— TASK PROMPT —
When you repeat the entries, reproduce each line exactly and omit every picture.

— SUPPLIED RECORDS —
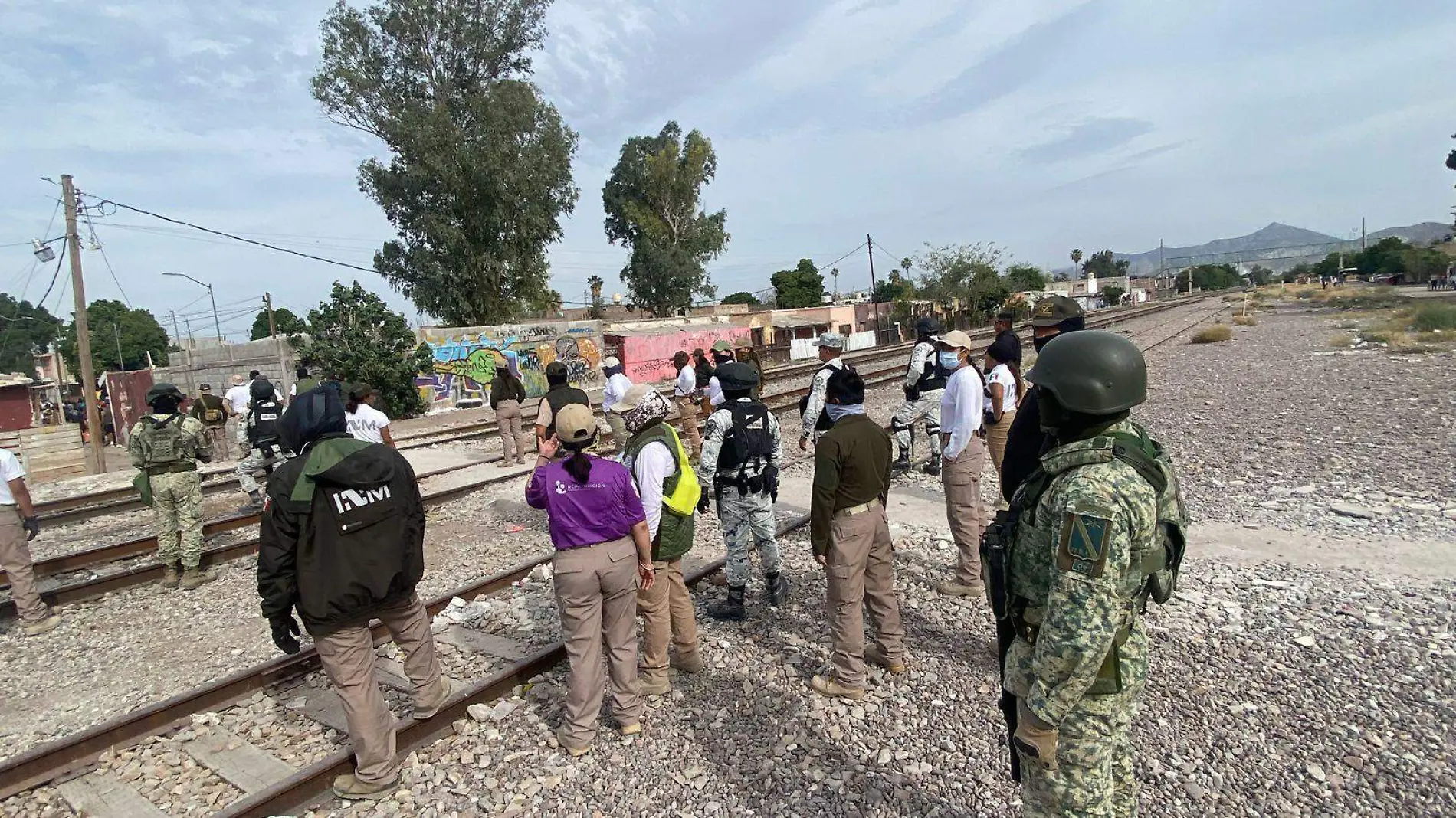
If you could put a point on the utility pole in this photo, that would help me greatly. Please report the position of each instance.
(73, 244)
(870, 245)
(273, 332)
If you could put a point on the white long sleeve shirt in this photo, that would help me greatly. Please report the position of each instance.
(686, 381)
(616, 389)
(961, 408)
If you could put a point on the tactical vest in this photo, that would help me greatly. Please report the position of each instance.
(933, 375)
(680, 492)
(163, 441)
(262, 423)
(823, 424)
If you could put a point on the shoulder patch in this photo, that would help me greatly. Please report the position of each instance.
(1082, 546)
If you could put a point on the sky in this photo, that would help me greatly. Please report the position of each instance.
(1040, 126)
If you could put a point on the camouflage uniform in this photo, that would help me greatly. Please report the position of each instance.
(1077, 577)
(176, 496)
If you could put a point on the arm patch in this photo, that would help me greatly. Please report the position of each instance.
(1082, 546)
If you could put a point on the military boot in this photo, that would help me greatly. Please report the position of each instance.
(195, 578)
(731, 610)
(778, 588)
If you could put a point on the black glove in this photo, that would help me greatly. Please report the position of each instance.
(286, 633)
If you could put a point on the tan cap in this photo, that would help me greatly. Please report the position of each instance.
(957, 339)
(576, 424)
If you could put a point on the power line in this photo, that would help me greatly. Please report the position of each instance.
(103, 203)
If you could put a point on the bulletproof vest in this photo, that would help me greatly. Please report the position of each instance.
(933, 375)
(162, 440)
(749, 440)
(262, 423)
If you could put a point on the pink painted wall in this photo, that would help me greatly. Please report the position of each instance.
(648, 358)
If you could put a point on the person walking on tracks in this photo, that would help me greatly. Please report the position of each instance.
(166, 446)
(669, 489)
(1090, 538)
(597, 525)
(18, 527)
(343, 542)
(213, 412)
(925, 384)
(962, 411)
(258, 436)
(507, 394)
(812, 407)
(851, 539)
(740, 469)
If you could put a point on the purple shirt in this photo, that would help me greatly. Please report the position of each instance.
(584, 514)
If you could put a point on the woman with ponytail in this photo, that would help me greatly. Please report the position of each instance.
(597, 525)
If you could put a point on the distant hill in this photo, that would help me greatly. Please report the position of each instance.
(1277, 247)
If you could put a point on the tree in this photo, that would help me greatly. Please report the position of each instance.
(25, 331)
(596, 296)
(356, 335)
(653, 204)
(480, 169)
(137, 331)
(287, 323)
(799, 287)
(1024, 277)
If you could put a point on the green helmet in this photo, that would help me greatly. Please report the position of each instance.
(162, 391)
(1092, 371)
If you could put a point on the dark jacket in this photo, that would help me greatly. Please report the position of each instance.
(506, 386)
(1025, 444)
(343, 535)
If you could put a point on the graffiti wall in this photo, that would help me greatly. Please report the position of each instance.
(466, 358)
(647, 357)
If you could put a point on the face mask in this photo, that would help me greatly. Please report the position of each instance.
(838, 411)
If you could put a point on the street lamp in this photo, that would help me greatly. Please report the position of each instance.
(216, 325)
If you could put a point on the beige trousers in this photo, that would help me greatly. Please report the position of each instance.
(15, 559)
(964, 511)
(349, 659)
(667, 612)
(996, 438)
(596, 593)
(862, 575)
(513, 441)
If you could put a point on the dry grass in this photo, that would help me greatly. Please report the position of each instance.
(1212, 334)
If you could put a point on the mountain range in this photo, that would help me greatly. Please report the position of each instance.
(1277, 247)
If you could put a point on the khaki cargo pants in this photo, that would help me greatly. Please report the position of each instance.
(176, 509)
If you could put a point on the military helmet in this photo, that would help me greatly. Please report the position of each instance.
(163, 391)
(734, 376)
(1094, 371)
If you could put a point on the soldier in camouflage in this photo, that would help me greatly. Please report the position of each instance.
(740, 467)
(1098, 532)
(166, 447)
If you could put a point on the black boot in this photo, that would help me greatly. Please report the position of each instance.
(778, 588)
(731, 610)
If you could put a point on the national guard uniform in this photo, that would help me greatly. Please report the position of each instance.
(740, 466)
(166, 447)
(925, 384)
(258, 436)
(1092, 535)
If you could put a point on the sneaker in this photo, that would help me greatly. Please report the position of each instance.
(349, 788)
(830, 686)
(875, 658)
(953, 588)
(47, 625)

— ANSWER TO THE PROBLEM —
If you could put a point on the utility pole in this photo, that would help me greatly. Please report the position of each instance.
(73, 244)
(870, 245)
(273, 332)
If you could put a point on the white long sleeve shirt in this photo, that would help me greatly. Please report the position of each instance.
(686, 381)
(616, 389)
(961, 408)
If you could put a point on the tactical vest in this photo, that would help me greatly. Please report the position of each instance.
(933, 375)
(680, 492)
(163, 441)
(262, 423)
(823, 424)
If you could put a point on the shoulder patch in this photo, that would help me greatly. Please report the position of each instance.
(1082, 546)
If you could put a point on the sky in this photo, that would help me greatly. Please report the position of each instance.
(1040, 126)
If you could put a point on the camouflage uniform in this photo, that would help me greatly. Please report the position of each instance.
(1077, 577)
(176, 496)
If you could put a point on the arm patch in this photo, that would help me greatly. Please report the position of each instance.
(1082, 546)
If you could put a point on the military boot in this photo, that would help me greatly. Please report the position of each instance.
(195, 578)
(731, 610)
(778, 588)
If you could put a point on the black glove in this photo, that would help me greatly. Please report the position of each instance.
(286, 633)
If you could put a point on the tan cap in this photo, that would help me greatly. Please report the position of each instance.
(957, 339)
(576, 424)
If you could put a point on the power line in this photo, that would help me greatly. Please report the position of each instance.
(103, 203)
If you could put a point on the bulletproof vest in this photo, that would help me greatly. Please report the position of each instance.
(933, 375)
(162, 440)
(749, 440)
(262, 423)
If you could put a point on the pink painted wall in this photo, that would help me greatly. Please report the position of each instance.
(648, 358)
If you could put a point on the person walking on tracks in this photo, that would help me greatly. Please report the position of each instance.
(166, 446)
(669, 489)
(1090, 538)
(597, 525)
(18, 527)
(343, 542)
(213, 412)
(925, 384)
(962, 411)
(258, 436)
(507, 394)
(812, 407)
(851, 539)
(740, 469)
If you could put a point on the purple shirt in this photo, that would help me greatly. Please report the position of each instance.
(584, 514)
If you could put a point on the woman with ponytail in this photo, that would help me greatly. Please report the position of each instance.
(597, 525)
If you could put a point on the distant hill in this photo, that would help me greatly. Please report the position of each instance.
(1277, 247)
If you could put a point on the tree in this photo, that would help me greatly. Please report the position of each instance.
(25, 331)
(596, 296)
(356, 335)
(653, 204)
(480, 169)
(137, 331)
(287, 323)
(799, 287)
(1024, 277)
If you could put a point on the green helmet in this photo, that would help me greatly. Please report the position of each instance.
(162, 391)
(1092, 371)
If you could put a point on the dark jacket in this photo, that would help me greatly. Please report the position of each instance.
(506, 386)
(1025, 444)
(343, 535)
If you could put a point on the graffiti wall in this photo, that would help me greatly. Please report the position of each instance.
(466, 358)
(647, 357)
If you could put a point on the face mask in this photo, that would help me greatly. Please report the position of each instance.
(838, 411)
If you could put a point on the street lamp in this photo, that would help me greatly. Please report the position of each instance.
(216, 325)
If you could put a point on the beige trousers in this photo, that would help me greatly. Please report the position of each instance.
(15, 559)
(964, 511)
(349, 659)
(667, 612)
(996, 438)
(596, 593)
(862, 575)
(513, 441)
If you could put a point on the dry grass in this photo, that would help me greatly. Please report the position of each instance.
(1212, 334)
If you could put a point on the mountain range in this photo, that would help me greatly. Please report the position of each instance.
(1277, 247)
If you could put a point on the khaki cargo pants in this photo, that would help me greatly. Please report the position of each instance.
(176, 509)
If you could put a point on the military helmet in this photo, that would help me greatly. Please report the position of each instance.
(163, 391)
(734, 376)
(1094, 371)
If you could put a point on the soldier in camouflage in this photo, that would help me greatly. Please report the position of each instance.
(740, 467)
(1098, 532)
(166, 447)
If you could put a point on the black boot in this photo, that would help me greatly. Please report the position of each instance.
(778, 588)
(731, 610)
If you could put a point on the national guard uniform in this photo, that would help me greatly. Please report the position of each instance.
(740, 466)
(166, 447)
(925, 384)
(258, 436)
(1092, 535)
If you could put a point on the sneaker in this photo, that would help me greatly. Please report the position of each instance.
(349, 788)
(830, 686)
(875, 658)
(953, 588)
(47, 625)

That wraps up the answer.